— Start —

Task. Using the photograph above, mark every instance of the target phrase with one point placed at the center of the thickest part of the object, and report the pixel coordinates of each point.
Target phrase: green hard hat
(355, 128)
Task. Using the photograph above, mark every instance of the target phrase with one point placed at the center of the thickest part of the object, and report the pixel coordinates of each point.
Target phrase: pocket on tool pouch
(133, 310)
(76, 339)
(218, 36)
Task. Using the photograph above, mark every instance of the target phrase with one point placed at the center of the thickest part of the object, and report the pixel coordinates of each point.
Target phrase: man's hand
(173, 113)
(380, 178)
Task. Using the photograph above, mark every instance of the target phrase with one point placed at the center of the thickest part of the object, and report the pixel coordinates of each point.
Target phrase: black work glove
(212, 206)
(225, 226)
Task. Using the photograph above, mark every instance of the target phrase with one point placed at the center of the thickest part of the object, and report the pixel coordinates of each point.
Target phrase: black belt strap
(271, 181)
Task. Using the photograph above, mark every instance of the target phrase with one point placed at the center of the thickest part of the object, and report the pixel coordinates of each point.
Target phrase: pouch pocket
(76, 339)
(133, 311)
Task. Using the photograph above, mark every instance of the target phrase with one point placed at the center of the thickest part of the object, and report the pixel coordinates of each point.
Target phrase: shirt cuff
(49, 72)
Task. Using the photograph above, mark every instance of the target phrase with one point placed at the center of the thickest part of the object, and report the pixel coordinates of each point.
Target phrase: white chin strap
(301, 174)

— End —

▶ **TASK DESCRIPTION**
Locate every line in the material above that contains the string "pocket" and copy each of those lines in full.

▶ **WRITTEN RESPONSE**
Target phrase: pocket on tool pouch
Target phrase: pouch pocket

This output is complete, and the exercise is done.